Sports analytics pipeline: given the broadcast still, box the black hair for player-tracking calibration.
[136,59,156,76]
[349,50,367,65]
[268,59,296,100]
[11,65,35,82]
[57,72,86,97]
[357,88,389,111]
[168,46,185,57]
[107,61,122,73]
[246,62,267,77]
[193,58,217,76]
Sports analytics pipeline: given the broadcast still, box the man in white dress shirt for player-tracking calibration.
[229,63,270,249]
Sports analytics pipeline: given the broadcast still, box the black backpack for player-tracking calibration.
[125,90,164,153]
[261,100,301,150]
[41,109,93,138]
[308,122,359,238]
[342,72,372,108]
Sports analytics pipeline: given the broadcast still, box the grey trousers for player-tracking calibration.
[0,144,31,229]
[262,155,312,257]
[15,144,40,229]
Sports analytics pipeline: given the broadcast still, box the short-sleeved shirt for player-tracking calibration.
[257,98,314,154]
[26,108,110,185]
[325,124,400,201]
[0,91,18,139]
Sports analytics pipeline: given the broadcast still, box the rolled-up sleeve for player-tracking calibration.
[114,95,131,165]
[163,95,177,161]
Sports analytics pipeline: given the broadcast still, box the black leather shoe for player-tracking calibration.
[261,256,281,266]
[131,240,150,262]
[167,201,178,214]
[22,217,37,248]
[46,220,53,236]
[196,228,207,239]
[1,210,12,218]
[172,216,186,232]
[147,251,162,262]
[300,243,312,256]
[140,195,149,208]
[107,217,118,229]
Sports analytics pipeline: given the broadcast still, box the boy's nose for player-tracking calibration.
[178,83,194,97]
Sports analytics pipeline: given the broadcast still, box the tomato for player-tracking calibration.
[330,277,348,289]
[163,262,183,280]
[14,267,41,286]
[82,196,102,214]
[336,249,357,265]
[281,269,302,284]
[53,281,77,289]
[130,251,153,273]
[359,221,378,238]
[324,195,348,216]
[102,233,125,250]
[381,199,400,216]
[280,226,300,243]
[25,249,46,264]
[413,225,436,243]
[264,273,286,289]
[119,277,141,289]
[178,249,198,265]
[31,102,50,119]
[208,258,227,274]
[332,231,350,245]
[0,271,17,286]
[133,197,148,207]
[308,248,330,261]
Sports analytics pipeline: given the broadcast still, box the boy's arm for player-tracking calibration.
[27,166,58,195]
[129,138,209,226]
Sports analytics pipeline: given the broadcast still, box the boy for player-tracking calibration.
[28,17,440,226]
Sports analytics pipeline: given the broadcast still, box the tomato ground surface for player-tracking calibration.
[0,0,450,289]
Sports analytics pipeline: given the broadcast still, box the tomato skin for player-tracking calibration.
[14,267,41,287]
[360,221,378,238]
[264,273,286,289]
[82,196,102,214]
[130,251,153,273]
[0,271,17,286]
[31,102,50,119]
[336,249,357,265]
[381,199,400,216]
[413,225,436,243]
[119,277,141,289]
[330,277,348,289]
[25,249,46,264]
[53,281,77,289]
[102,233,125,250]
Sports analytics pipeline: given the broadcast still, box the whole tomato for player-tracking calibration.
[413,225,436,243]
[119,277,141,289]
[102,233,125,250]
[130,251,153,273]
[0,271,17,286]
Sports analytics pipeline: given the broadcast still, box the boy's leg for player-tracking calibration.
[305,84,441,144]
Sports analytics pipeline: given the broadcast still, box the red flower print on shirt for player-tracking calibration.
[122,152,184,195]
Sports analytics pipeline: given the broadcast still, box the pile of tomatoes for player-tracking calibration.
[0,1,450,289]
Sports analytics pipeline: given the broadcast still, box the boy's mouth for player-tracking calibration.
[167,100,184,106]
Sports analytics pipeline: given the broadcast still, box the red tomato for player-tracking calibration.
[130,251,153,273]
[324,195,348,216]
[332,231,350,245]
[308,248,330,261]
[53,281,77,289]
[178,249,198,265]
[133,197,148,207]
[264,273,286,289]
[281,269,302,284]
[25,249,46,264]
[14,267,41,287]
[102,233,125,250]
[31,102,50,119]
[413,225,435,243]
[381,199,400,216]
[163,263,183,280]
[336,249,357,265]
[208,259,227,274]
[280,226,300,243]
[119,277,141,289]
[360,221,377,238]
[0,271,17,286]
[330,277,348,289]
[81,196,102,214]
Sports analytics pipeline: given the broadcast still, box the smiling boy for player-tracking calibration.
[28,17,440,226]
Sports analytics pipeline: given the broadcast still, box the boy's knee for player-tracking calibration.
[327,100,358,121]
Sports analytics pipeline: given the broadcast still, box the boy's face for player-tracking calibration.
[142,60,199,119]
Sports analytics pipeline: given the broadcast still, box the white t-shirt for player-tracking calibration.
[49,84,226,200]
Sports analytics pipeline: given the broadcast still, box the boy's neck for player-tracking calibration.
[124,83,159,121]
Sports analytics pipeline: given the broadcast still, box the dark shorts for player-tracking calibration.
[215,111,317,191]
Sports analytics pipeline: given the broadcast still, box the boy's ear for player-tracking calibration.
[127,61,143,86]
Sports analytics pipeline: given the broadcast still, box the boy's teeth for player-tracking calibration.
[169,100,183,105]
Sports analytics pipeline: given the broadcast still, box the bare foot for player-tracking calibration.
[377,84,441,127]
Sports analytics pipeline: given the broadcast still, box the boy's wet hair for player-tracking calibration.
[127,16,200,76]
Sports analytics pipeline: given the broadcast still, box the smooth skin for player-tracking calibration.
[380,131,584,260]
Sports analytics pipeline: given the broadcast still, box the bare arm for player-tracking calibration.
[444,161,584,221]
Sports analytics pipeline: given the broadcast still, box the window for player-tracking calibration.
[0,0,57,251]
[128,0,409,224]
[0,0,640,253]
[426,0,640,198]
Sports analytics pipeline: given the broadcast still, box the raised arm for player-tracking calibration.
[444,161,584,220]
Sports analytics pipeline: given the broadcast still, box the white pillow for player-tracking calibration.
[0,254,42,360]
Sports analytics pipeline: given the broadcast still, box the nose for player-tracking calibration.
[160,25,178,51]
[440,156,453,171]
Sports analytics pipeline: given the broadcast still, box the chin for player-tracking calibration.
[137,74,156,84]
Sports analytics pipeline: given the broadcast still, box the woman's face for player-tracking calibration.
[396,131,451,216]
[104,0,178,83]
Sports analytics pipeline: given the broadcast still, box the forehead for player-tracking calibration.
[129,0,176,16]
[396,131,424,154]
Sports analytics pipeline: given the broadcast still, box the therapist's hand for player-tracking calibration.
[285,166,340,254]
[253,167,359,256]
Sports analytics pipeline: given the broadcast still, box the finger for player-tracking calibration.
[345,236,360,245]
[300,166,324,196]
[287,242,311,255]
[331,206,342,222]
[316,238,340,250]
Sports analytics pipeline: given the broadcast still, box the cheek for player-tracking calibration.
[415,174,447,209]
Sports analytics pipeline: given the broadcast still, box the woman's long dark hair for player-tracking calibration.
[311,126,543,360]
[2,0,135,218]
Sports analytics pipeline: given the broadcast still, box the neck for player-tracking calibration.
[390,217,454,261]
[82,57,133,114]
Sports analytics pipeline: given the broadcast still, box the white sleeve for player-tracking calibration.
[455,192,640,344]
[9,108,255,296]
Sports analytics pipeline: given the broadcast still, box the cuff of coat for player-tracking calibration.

⁂

INSTRUCTIONS FOR THE TASK: Substitute "video frame" for "broadcast still" in the lines that begin at the one containing "wet hair for player-tracking calibration." and stop after the one containing "[104,0,178,83]", and leave everything else in them unchanged. Give back only those lines.

WRITTEN RESPONSE:
Sports analytics pipeline: given the video frame, box the boy's wet hair for player-tracking calibration.
[127,16,200,76]
Sports analytics pipeline: given the video frame, box the smooth skin for player-tracking calibration.
[380,131,584,260]
Sports analytics pipeline: given the video frame, box the bare arm for player-tracking calibration.
[444,161,584,221]
Sports analytics pipeline: given the video frame, box the window for player-tracking calibration.
[0,0,57,251]
[128,0,409,224]
[0,0,640,253]
[426,0,640,198]
Sports analytics pipeline: given the video frame, box the raised arm for player-tracking calibration.
[444,161,584,220]
Sports analytics pipeline: given the video frame, box the white pillow for player-tracking calibration.
[0,254,42,360]
Sports analytics pipeline: given the video frame, box the nose for player-tracking calibration.
[160,25,178,51]
[440,156,453,171]
Sports analytics pipeline: given the video frame, box the chin for player-tracking calibration.
[137,74,156,84]
Sports analytics pipeline: given the video frame, box the woman's face for player-tracking calibration.
[396,131,451,216]
[104,0,178,83]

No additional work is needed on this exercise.